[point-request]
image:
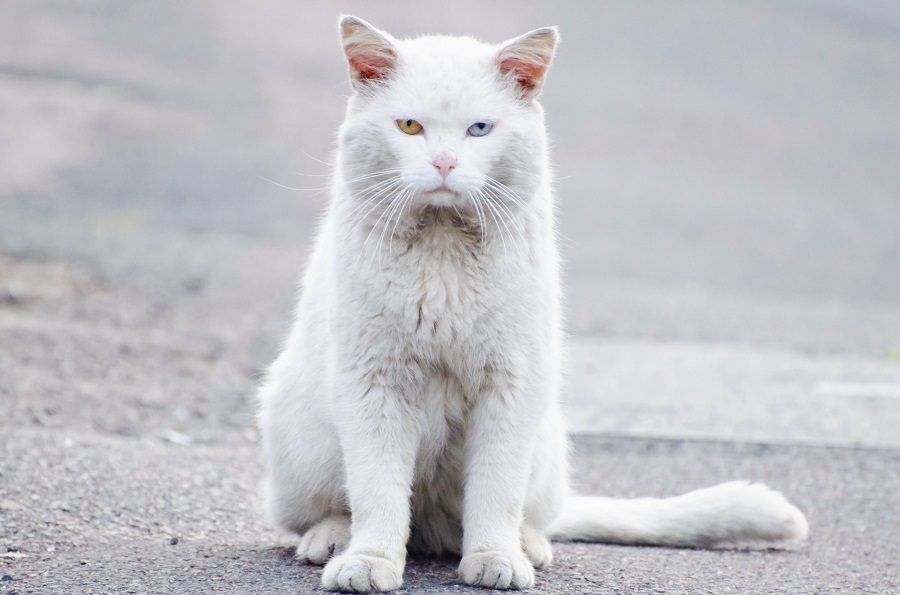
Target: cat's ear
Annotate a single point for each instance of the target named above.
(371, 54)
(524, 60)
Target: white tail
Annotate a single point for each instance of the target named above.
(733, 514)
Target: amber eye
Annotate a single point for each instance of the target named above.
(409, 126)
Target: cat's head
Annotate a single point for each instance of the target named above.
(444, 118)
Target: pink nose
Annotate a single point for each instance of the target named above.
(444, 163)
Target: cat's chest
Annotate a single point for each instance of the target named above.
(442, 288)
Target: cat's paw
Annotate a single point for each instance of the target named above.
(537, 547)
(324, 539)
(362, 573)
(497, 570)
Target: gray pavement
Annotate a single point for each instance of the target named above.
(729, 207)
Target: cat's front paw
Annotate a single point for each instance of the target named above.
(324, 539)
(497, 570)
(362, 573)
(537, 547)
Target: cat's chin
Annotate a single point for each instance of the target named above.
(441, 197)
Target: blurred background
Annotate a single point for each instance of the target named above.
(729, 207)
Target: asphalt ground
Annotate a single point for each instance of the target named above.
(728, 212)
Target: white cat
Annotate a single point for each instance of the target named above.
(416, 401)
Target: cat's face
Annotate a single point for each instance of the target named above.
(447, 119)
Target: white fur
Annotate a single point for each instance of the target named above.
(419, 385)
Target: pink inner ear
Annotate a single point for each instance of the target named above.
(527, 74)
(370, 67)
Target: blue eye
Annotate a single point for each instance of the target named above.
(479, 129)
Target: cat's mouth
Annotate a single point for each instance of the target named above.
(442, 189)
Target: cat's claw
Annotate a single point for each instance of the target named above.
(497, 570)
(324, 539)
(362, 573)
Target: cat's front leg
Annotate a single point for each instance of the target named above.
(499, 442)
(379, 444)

--

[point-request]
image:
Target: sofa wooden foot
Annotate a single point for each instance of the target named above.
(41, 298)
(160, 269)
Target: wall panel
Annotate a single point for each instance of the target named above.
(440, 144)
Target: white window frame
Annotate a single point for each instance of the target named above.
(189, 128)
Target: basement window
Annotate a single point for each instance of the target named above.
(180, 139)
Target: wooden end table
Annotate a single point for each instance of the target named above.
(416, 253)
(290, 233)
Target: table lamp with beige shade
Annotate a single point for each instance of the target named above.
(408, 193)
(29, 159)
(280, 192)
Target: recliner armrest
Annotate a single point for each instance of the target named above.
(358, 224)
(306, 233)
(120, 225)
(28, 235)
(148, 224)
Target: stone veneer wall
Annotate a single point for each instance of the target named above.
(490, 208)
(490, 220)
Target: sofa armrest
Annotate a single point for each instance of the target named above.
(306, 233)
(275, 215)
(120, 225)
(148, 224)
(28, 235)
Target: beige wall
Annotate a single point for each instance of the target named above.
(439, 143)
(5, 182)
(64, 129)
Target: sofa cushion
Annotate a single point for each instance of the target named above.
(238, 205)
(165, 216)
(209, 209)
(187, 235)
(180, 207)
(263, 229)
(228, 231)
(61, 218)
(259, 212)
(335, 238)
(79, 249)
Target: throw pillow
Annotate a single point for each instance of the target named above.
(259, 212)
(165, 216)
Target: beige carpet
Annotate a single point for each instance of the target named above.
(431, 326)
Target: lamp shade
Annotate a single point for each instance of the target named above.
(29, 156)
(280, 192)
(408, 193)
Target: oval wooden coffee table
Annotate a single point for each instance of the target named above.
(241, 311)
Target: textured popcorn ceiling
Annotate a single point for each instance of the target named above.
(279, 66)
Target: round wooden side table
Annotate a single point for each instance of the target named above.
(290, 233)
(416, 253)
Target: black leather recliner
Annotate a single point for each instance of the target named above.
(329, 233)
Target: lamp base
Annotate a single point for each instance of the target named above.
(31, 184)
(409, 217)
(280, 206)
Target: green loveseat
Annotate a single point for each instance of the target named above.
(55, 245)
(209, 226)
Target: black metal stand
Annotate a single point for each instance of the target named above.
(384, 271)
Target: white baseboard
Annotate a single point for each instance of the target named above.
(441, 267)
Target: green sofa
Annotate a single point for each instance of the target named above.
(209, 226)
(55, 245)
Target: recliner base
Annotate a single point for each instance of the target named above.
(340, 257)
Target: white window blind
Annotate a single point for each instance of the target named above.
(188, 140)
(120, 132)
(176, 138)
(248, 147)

» **Instructions for the task**: Report every line in the rows above that contains the word "wooden", copying each line in full.

» **Written answer**:
Target: sofa wooden foot
Target: wooden end table
Target: oval wooden coffee table
Target: round wooden side table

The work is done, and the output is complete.